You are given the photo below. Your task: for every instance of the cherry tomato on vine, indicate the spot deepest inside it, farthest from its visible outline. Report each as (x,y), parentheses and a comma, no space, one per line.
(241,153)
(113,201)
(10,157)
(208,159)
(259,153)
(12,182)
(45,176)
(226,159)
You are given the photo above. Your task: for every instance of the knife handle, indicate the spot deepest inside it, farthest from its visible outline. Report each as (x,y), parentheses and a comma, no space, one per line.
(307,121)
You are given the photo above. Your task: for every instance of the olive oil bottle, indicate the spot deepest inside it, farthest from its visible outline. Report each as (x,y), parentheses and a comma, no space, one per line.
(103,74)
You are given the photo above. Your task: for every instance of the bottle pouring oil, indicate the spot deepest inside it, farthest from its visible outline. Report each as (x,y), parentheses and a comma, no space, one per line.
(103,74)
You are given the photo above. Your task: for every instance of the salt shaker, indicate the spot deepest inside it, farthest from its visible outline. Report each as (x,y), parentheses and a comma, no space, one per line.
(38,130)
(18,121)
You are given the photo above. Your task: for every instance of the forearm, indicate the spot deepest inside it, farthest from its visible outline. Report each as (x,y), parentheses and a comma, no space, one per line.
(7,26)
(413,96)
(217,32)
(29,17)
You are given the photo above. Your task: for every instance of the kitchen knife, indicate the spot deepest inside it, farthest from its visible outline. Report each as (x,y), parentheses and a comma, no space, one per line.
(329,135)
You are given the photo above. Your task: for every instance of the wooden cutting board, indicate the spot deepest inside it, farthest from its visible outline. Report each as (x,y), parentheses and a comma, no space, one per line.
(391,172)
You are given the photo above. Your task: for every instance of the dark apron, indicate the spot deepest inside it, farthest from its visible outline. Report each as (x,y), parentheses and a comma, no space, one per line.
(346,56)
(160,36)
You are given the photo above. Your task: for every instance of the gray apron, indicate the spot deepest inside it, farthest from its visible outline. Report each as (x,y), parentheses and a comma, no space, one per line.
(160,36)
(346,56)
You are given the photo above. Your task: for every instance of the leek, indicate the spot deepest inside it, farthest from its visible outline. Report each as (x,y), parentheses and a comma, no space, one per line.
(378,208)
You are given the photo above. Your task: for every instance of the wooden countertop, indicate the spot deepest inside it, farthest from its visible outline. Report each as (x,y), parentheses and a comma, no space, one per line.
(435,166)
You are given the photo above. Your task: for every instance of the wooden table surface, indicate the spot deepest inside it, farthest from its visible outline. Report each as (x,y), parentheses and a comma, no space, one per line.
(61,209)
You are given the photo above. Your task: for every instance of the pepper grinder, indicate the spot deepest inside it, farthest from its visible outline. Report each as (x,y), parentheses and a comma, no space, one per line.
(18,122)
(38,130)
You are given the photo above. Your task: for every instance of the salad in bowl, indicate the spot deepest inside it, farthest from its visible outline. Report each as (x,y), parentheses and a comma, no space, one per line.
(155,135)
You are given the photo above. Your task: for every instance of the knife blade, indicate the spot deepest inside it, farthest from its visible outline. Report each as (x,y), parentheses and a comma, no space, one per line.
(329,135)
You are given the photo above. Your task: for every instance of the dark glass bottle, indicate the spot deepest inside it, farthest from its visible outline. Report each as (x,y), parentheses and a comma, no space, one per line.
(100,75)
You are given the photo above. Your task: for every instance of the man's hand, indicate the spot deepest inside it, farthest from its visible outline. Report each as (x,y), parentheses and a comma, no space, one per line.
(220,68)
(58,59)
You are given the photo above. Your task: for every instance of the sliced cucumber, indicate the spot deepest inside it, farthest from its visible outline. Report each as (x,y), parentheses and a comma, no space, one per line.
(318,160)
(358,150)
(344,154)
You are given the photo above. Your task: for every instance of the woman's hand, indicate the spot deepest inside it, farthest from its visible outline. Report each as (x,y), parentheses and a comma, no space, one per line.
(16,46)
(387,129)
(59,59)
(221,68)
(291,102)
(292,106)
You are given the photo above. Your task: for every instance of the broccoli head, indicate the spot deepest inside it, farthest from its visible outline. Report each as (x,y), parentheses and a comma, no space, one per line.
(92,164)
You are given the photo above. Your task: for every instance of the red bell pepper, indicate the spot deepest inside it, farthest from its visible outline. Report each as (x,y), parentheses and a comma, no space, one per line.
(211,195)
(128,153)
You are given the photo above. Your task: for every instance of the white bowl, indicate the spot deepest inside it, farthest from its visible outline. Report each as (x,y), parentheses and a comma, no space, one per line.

## PROBLEM STATEMENT
Reproduce all of the records above, substituting "most central within it" for each occurrence of "deepest inside it" and leaving every other part unchanged.

## FULL ANSWER
You are given the photo below. Your task: for every instance of the cherry tomato on vine, indicate the spot most central within it, farthest from its visible outline. Report each as (x,y), parentheses and a comma, no space, one per line.
(241,153)
(113,201)
(10,157)
(208,159)
(259,153)
(12,182)
(45,176)
(226,159)
You are given the photo above. Your task: for every instance of the knife handle, indicate the spot most central within it, farthest from its visible outline. Report each as (x,y), parentheses and a comma, no space, one per line.
(307,121)
You are given the photo above. Your task: for every instance of the olive oil bottle, indicate the spot most central within it, farthest from its visible outline. Report each as (x,y), parentheses and a comma, no space, one per line.
(103,74)
You are given the photo above. Your task: for every instance of the bottle pouring oil, indicate the spot most central within it, farthest from its visible outline. Report each as (x,y), parentheses and a comma, no space, one per line.
(103,74)
You are given the photo above. Your task: for every instance of the salt shaker, indicate the spot most central within it, farthest from its visible outline. Report each as (x,y), parentheses and a comma, no space, one per line.
(38,130)
(18,121)
You are given the photo above. Your task: for every instance of the forearm, indicate the spot most central within it, farthest from its visible outline. Report each as (x,y), parentheses and a comma, no space, one per line.
(7,26)
(413,96)
(217,32)
(29,17)
You are given the photo above. Your task: for every instance of the kitchen knife, indicate the spot most central within it, farthest from its visible outline. Report each as (x,y), parentheses and a comma, no space, one per line.
(329,135)
You are given the photo above. Your task: for every instance of the wooden cutting board, indicate the spot most central within it, farthest from its visible outline. Report each as (x,y), parentheses and a comma, no space, one per line.
(391,172)
You are given the photo above. Your task: for every instance of the dark apron, indicate the spot most central within it, farthest from its visible outline. Report each as (x,y), parentheses and a comma, no space, one per line.
(346,56)
(160,36)
You are given the photo above. Your task: for every instance of the gray apron, indicate the spot most central within it, farthest from its visible outline. Report each as (x,y), parentheses and a comma, no space, one per line.
(160,36)
(346,56)
You are given the photo above. Your task: for every instance of the leek, indicate the spot most central within it, farthest from its visible outline. Report each as (x,y), parentheses and a comma, no space, one per line.
(378,208)
You are given the photo above. Your task: for every instance of the wooden countertop, indicate the spot most central within it, farthest from its visible outline. Report each as (x,y), parentheses and a comma, no space, one per line.
(435,166)
You are given the photo above. Your task: for every instance of the wooden table surface, indicate the spot most central within it, farthest from its visible outline. Report each as (x,y), parentheses and a comma, no space, one per line.
(61,209)
You are given the photo above. Your task: for every instance of the pepper grinder, indicate the spot most central within it, farthest from its visible outline. Report each as (x,y), parentheses and a comma, no space, one per line.
(18,122)
(38,130)
You are given the photo above. Your task: for every instance of the salad in bowl, indicate the spot most central within it, farthest from its visible outline. Report each as (x,y), parentheses and a comma, no space, one per line.
(155,135)
You are given the photo above. Your task: for every instance of the knife blade, indicate the spot most central within it, farthest from its visible outline. Report each as (x,y), parentheses and a comma, no space, one per line.
(329,135)
You are given the photo above. Your task: for every instance of the dark glass bottle, indicate the spot most central within it, farthest from its visible outline. Report each as (x,y), parentheses and a comma, no space, one per line.
(100,75)
You are given the photo above. Your task: for every instance of the man's hand, indicate the spot most central within it, farthest from its visible outline. Report each as (x,y), parentheses and a comma, no space, one per line.
(220,68)
(58,59)
You are given the photo above. Your task: for every instance of the sliced cucumber, indicate the spot most central within it, farthest from its visible outline. Report each as (x,y), parentheses and a comma, no space, one per line.
(318,160)
(358,150)
(344,154)
You are given the photo above. Your task: for every instance of the woman's hand, indicate the spot most central within it, farthest from its visible outline. Report each as (x,y), parentheses and a comma, no space, one per line.
(16,46)
(387,129)
(59,59)
(221,68)
(291,102)
(292,106)
You are given the photo above. Your task: for every instance of the broccoli head, indicate the spot most central within it, farthest from its visible outline. Report each as (x,y), parentheses and a comma, no space, one per line.
(92,164)
You are given the photo above. Your task: for every instance of the red bell pepper, indicate the spot most central within it, farthest from its visible outline. Report each as (x,y), parentheses and a comma, no space, one per line.
(211,195)
(128,153)
You are given the photo above. Your task: for every instance of the white bowl, indicate the spot most central within it, farthest from its visible outline. Report each as (x,y), parentheses and a comma, no space, one per line.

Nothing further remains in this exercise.